* START MATERIAL FOR THIS TASK *
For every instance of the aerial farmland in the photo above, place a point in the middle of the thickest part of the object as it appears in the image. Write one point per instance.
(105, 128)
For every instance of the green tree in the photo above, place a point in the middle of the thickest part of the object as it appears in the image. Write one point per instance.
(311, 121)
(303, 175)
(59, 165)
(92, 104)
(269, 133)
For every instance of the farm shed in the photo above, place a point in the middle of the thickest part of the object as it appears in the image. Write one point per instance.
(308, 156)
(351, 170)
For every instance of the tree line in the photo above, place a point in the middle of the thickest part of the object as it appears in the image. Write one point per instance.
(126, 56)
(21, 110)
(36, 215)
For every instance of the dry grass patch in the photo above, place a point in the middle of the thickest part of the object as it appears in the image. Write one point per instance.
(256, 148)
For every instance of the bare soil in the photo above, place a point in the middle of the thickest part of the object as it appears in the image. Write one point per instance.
* END MATERIAL FOR THIS TASK *
* START MATERIAL FOR THIS TASK *
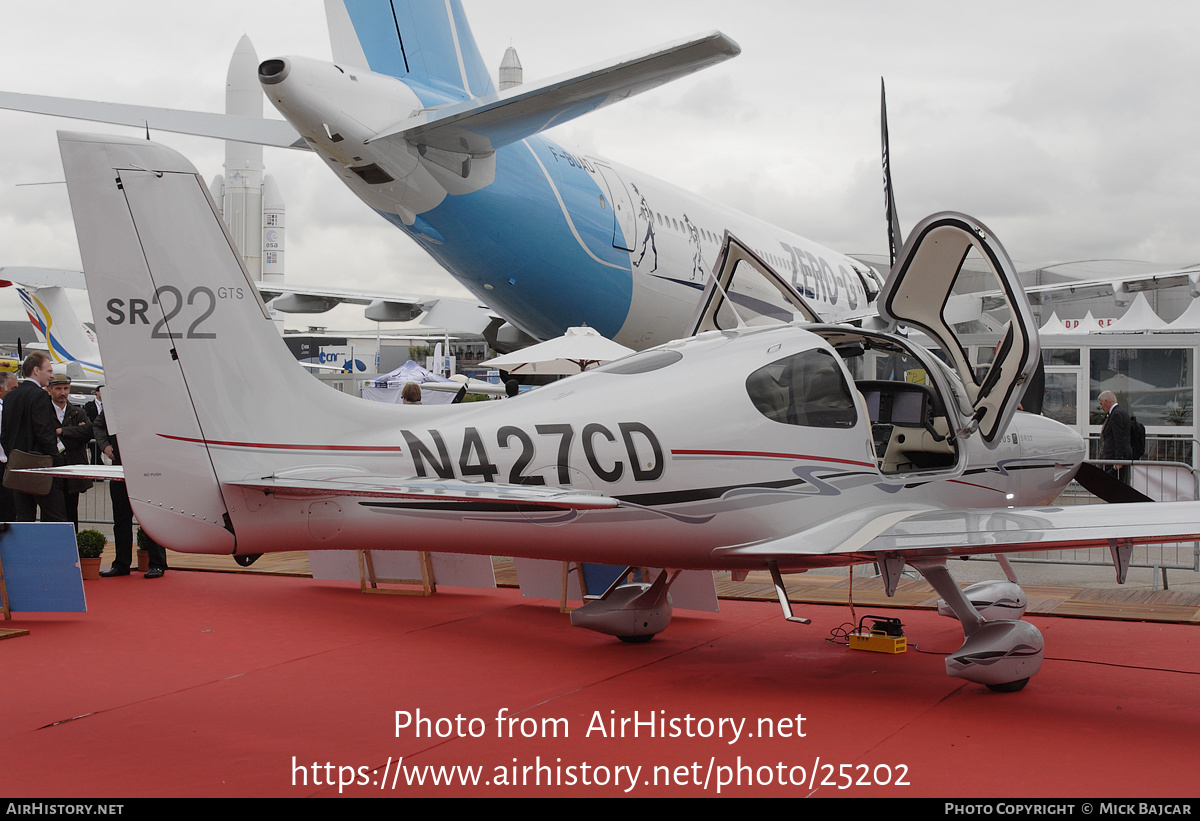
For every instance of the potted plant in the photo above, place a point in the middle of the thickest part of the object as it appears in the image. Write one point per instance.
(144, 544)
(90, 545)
* END MATERIAL FOR THIS TASK *
## [EXERCISE AIM]
Find each line in the data above that contains the word "place", and copy those lines out.

## [RESPONSE TO THE EXERCISE]
For every instance of the aerial farmland in the photo above, place a point in the middle of the thickest part of the object as it appears in the image. Write one point per instance.
For every instance of the green tree in the photo above, place a point in the middle of the thickest part of the object as it appears in the image. Write one point per instance.
For every instance of the farm shed in the photo above, place a point in the middle of the thickest part of the object as it appears in the image. Write one point per instance.
For every instance of the tree line in the photo above, place a point in the middle of the thickest part of the object as it appears in the image. Write one point per instance.
For every instance of the dry grass patch in the photo above, place a point in the middle of the thickest part of the object as it appears in the image. Write one point per instance.
For every instance of the bare soil in the photo above, place a point in the middle of the thickest part of the object as it appears in the image. Write one point per instance.
For every instance of the potted plant in the photo above, place a point in the middle of the thickest part of the object as it appears in the image. Write one point per instance.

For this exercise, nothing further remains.